▶ _GOAL A_:
In the AWS cost optimization article, which tool does the first step of the bill analysis use to aggregate costs by service?

AWS Cost Optimization 101

Andreas Wittig – 09 Jan 2020

The beginning of the year is the perfect time to clean up and optimize. This also applies to your AWS bill. I’ve composed practical tips on how to cut costs with small effort.

AWS Cost Optimization 101

The good thing about AWS: you typically pay per usage. The bad thing about AWS: understanding the pricing models of all the AWS services is hard. Little self-promotion: our consulting firm widdix offers analyzing and optimizing your AWS bill.

The following mind map provides guidance for reducing costs based on my experience from analyzing and reducing AWS bills for various clients. Download the mind map as a PDF file for better readability.

Mind Map: AWS Cost Optimization

Let me start with the process of analyzing your AWS bill.

  1. Use the Cost Explorer to aggregate costs by service.
  2. Which services cause the highest costs?

▶ _SUPPLIED RECORDS_:
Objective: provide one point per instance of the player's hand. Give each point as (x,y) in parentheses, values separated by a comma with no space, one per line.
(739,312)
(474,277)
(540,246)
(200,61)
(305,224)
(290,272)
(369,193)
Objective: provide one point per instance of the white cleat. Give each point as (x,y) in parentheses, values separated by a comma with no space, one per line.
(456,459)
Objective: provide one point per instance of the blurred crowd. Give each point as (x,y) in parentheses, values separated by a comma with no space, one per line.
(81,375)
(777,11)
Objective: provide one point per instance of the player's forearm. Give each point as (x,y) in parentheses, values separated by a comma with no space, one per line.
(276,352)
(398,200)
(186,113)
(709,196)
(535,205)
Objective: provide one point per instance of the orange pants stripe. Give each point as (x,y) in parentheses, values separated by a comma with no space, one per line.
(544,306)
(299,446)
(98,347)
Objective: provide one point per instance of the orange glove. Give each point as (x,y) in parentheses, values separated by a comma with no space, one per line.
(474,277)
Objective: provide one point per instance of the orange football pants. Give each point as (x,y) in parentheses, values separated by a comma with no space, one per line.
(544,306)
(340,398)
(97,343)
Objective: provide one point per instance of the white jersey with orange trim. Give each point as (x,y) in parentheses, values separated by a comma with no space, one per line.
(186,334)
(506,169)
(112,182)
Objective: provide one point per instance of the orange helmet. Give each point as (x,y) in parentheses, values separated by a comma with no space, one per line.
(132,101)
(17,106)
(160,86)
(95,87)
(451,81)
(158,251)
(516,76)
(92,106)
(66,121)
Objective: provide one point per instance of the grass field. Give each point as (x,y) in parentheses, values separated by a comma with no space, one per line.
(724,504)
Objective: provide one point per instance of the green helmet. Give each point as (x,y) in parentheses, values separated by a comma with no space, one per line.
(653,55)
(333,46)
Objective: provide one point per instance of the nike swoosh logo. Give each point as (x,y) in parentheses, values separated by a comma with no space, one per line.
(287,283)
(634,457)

▶ _GOAL B_:
Pick out each line of the listing above that contains the word "helmet", and copy those lines.

▶ _EXERCISE RESULT A_:
The Cost Explorer.

▶ _EXERCISE RESULT B_:
Objective: provide one point per instance of the orange helmet. Give each point as (x,y) in parentheses, values separated by a comma with no space, one per line.
Objective: provide one point per instance of the green helmet. Give each point as (x,y) in parentheses, values separated by a comma with no space, one per line.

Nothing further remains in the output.